* **Gereksinim**
Lütfen "Which region of the image contains the plant in terracotta" ifadesini içeren satırdan verilerin sonuna kadar olan satırları, her iki uç da dahil, hiçbir değişiklik yapmadan yeniden yazın.

· · · · ·

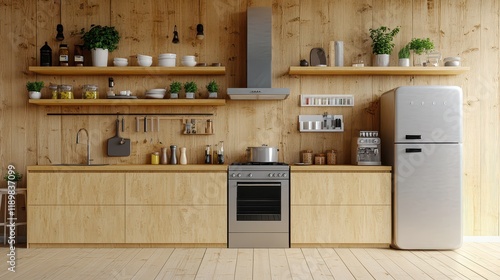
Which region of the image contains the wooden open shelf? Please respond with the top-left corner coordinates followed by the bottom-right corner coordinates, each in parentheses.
top-left (28, 66), bottom-right (226, 76)
top-left (29, 99), bottom-right (226, 106)
top-left (288, 66), bottom-right (470, 76)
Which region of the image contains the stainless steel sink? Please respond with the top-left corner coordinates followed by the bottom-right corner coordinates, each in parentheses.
top-left (52, 163), bottom-right (109, 166)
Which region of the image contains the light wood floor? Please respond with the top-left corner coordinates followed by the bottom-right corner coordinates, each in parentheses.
top-left (0, 243), bottom-right (500, 280)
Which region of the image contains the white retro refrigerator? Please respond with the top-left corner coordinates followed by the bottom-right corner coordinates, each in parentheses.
top-left (380, 86), bottom-right (463, 250)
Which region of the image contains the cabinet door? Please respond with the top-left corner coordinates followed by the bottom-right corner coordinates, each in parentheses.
top-left (28, 172), bottom-right (125, 205)
top-left (126, 172), bottom-right (227, 205)
top-left (28, 206), bottom-right (125, 244)
top-left (126, 205), bottom-right (227, 244)
top-left (290, 172), bottom-right (391, 205)
top-left (290, 206), bottom-right (391, 246)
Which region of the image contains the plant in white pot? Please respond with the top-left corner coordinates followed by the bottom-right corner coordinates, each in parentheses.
top-left (82, 25), bottom-right (120, 67)
top-left (408, 38), bottom-right (434, 66)
top-left (207, 80), bottom-right (219, 98)
top-left (170, 81), bottom-right (182, 99)
top-left (184, 82), bottom-right (198, 99)
top-left (369, 26), bottom-right (399, 66)
top-left (398, 44), bottom-right (410, 67)
top-left (26, 81), bottom-right (44, 99)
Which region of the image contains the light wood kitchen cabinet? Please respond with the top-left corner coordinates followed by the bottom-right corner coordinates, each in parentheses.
top-left (290, 167), bottom-right (391, 247)
top-left (27, 171), bottom-right (125, 247)
top-left (126, 172), bottom-right (227, 246)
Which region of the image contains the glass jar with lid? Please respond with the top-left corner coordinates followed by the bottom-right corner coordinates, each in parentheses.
top-left (82, 85), bottom-right (99, 99)
top-left (57, 85), bottom-right (74, 99)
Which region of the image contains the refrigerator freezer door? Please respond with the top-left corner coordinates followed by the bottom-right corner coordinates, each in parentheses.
top-left (393, 144), bottom-right (462, 250)
top-left (394, 86), bottom-right (462, 143)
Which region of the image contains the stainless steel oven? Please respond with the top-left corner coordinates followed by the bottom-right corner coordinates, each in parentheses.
top-left (228, 163), bottom-right (290, 248)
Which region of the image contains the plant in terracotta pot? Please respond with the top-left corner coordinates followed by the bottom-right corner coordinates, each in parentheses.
top-left (81, 25), bottom-right (120, 67)
top-left (398, 44), bottom-right (410, 67)
top-left (207, 80), bottom-right (219, 98)
top-left (26, 81), bottom-right (44, 99)
top-left (408, 38), bottom-right (434, 66)
top-left (184, 81), bottom-right (198, 98)
top-left (170, 81), bottom-right (182, 99)
top-left (369, 26), bottom-right (400, 66)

· · · · ·

* **Tam Yanıt**
Which region of the image contains the plant in terracotta pot? Please respond with the top-left corner coordinates followed by the bottom-right corner coordinates, each in parentheses.
top-left (81, 25), bottom-right (120, 67)
top-left (398, 44), bottom-right (410, 67)
top-left (207, 80), bottom-right (219, 98)
top-left (26, 81), bottom-right (44, 99)
top-left (408, 38), bottom-right (434, 66)
top-left (184, 81), bottom-right (198, 98)
top-left (170, 81), bottom-right (182, 99)
top-left (369, 26), bottom-right (400, 66)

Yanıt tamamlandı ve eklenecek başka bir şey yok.